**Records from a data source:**
-----
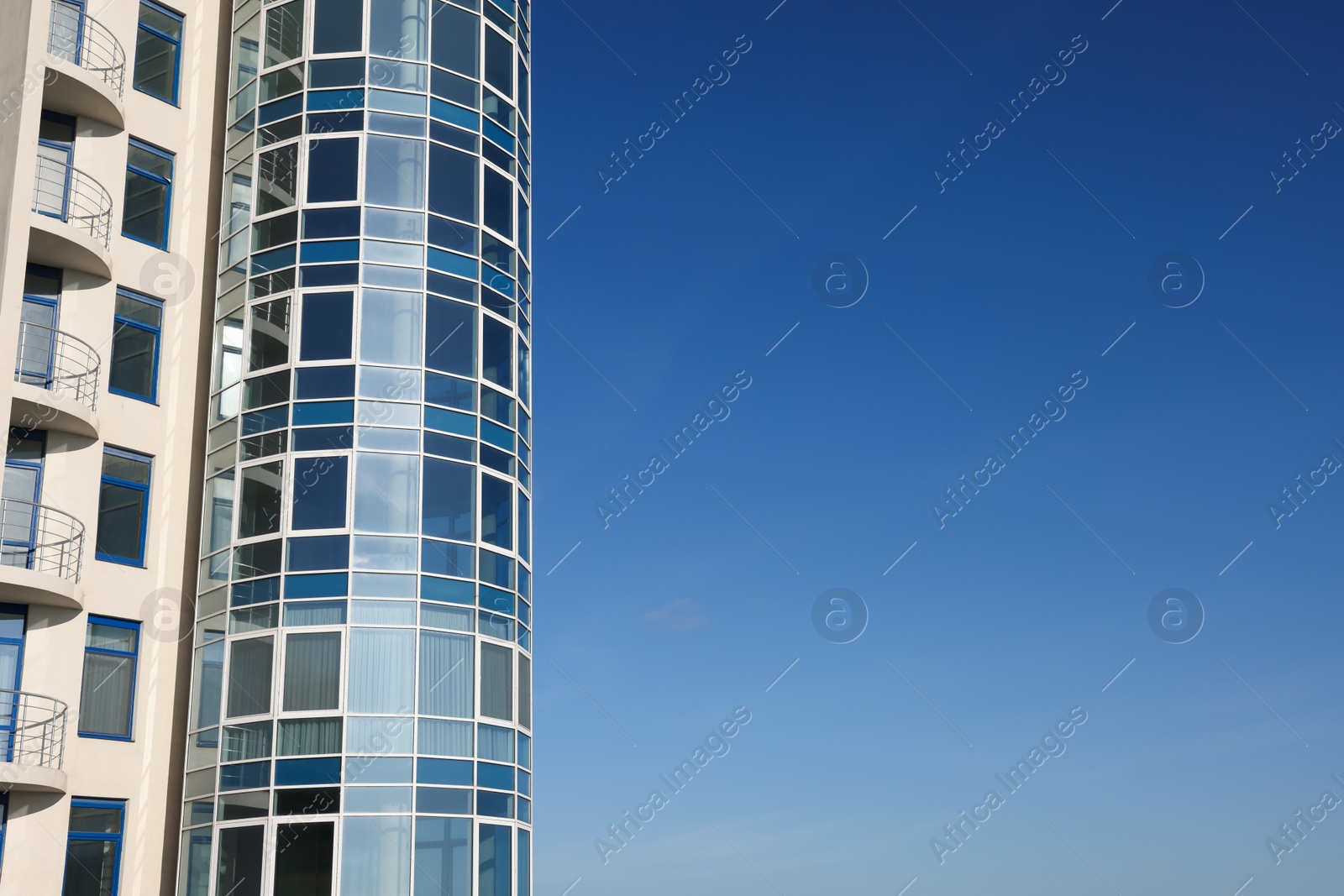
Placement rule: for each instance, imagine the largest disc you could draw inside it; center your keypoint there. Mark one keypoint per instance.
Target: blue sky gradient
(658, 289)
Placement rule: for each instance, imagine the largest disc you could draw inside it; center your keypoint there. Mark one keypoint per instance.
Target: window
(319, 496)
(312, 671)
(328, 327)
(496, 681)
(339, 27)
(148, 194)
(333, 170)
(158, 51)
(123, 508)
(93, 848)
(108, 694)
(138, 324)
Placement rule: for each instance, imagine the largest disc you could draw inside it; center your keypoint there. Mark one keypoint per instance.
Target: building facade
(360, 710)
(107, 132)
(266, 590)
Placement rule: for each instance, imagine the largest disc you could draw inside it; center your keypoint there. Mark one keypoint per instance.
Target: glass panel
(386, 493)
(443, 856)
(91, 868)
(445, 738)
(448, 676)
(105, 694)
(496, 681)
(241, 851)
(304, 857)
(269, 335)
(390, 327)
(312, 671)
(338, 26)
(259, 512)
(320, 493)
(400, 29)
(382, 671)
(284, 33)
(394, 172)
(308, 736)
(249, 676)
(246, 741)
(277, 176)
(496, 862)
(375, 856)
(156, 58)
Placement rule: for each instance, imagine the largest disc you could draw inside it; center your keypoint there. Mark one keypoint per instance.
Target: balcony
(71, 219)
(40, 555)
(87, 66)
(33, 738)
(55, 382)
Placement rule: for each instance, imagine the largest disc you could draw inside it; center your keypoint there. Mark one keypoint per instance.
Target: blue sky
(995, 291)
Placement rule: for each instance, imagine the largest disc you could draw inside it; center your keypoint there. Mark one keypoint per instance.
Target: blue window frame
(123, 506)
(138, 325)
(148, 204)
(55, 154)
(108, 694)
(24, 456)
(93, 848)
(13, 622)
(38, 325)
(158, 51)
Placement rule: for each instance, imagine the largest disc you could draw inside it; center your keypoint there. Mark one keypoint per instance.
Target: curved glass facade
(360, 714)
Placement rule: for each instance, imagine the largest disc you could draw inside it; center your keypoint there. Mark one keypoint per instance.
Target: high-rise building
(295, 656)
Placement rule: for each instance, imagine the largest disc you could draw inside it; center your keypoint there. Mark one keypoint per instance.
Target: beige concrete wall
(145, 770)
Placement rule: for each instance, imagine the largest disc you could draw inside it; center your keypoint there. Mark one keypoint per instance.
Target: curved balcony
(71, 221)
(33, 739)
(87, 66)
(40, 553)
(55, 382)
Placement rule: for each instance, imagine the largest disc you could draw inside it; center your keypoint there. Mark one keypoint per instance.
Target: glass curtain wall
(360, 712)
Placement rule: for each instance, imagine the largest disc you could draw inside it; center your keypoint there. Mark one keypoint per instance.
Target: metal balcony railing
(58, 362)
(78, 38)
(33, 730)
(38, 537)
(64, 191)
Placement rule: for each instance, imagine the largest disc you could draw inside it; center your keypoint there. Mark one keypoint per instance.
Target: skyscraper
(347, 705)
-----
**To be done:** Without the pictures, output the full listing exactly as it stands.

**Finished task:**
Placement rule: for each instance, imagine the largest disc you could draw inside it; center your keypoint there. Mark one keypoint per instance.
Target: blue sky gradient
(658, 289)
Placement rule: for each instance, imagine the largest disc you could draw inside it; center your keypoint there. Mark one keypoint per instance.
Target: window
(319, 496)
(312, 671)
(328, 327)
(496, 681)
(339, 27)
(148, 194)
(333, 170)
(158, 51)
(123, 508)
(93, 848)
(108, 694)
(138, 324)
Placement rule: for each instance, imagine the largest disc you could draw inside it; center your keypoint there. Mark one keypoint per instance.
Target: building facade
(360, 710)
(107, 132)
(266, 590)
Placement rule: for each instance, imagine the largest disc you could draw inside it; center your keypoint there. Mark one keypoint per instance.
Target: glass panel
(386, 493)
(443, 856)
(91, 868)
(445, 738)
(448, 676)
(105, 694)
(496, 681)
(241, 851)
(304, 857)
(269, 335)
(390, 327)
(312, 671)
(338, 26)
(259, 512)
(320, 493)
(400, 29)
(382, 671)
(284, 33)
(394, 172)
(308, 736)
(249, 676)
(246, 741)
(277, 176)
(496, 862)
(375, 856)
(156, 58)
Placement rule: for each instance, imagine the largest disc you could draw inside it; center your keypoint there. Mark one keypoint per instance.
Target: balcony
(71, 219)
(40, 555)
(87, 66)
(33, 738)
(55, 382)
Placement rule: for each instance, imagine the largest disc you could draw inside it; center your keypoint there. Mark one keypoint per instance.
Target: blue sky
(995, 291)
Placement rule: for each instance, imagine the largest disc you could draw inside it; center your keypoint there. Mark one keypoint per instance.
Target: blue window frame
(123, 506)
(138, 325)
(148, 204)
(55, 154)
(108, 694)
(24, 456)
(93, 848)
(13, 622)
(38, 325)
(158, 51)
Placement rule: for each instance, imagine the largest disc you could draw inside it; center your keypoint there. Mark one keypoint per instance.
Target: curved glass facade
(360, 714)
Placement rule: for each instance, imagine the largest disc you could draw inside it; center your keypoint there. Mark one keypoint per instance.
Target: high-rise building
(295, 656)
Placement rule: for each instance, imagine the largest disc you could draw inside it; center your keypoint there. Mark one keypoint per instance.
Target: beige concrete wall
(145, 770)
Placement rule: for each instance, imagine the largest disc you could draw inside it; center your keypoint there. Mark one keypoint per instance.
Target: curved balcony
(71, 221)
(33, 739)
(87, 66)
(40, 553)
(55, 382)
Placement rule: for each instance, imagine the largest disc you could draw inside it; center your keypoint there. Mark one keypoint per instance.
Target: glass curtain wall
(360, 712)
Placement rule: for each instance, imagine the largest disc you could draw inside it; center your keypoint there. Mark one keypoint per instance.
Target: metal balcony railing
(58, 362)
(78, 38)
(33, 730)
(38, 537)
(64, 191)
Placement rule: for each instance, imagine the largest disc you could draw inside it; center your keypoint there. Mark one keypoint per instance.
Target: skyscraper
(347, 705)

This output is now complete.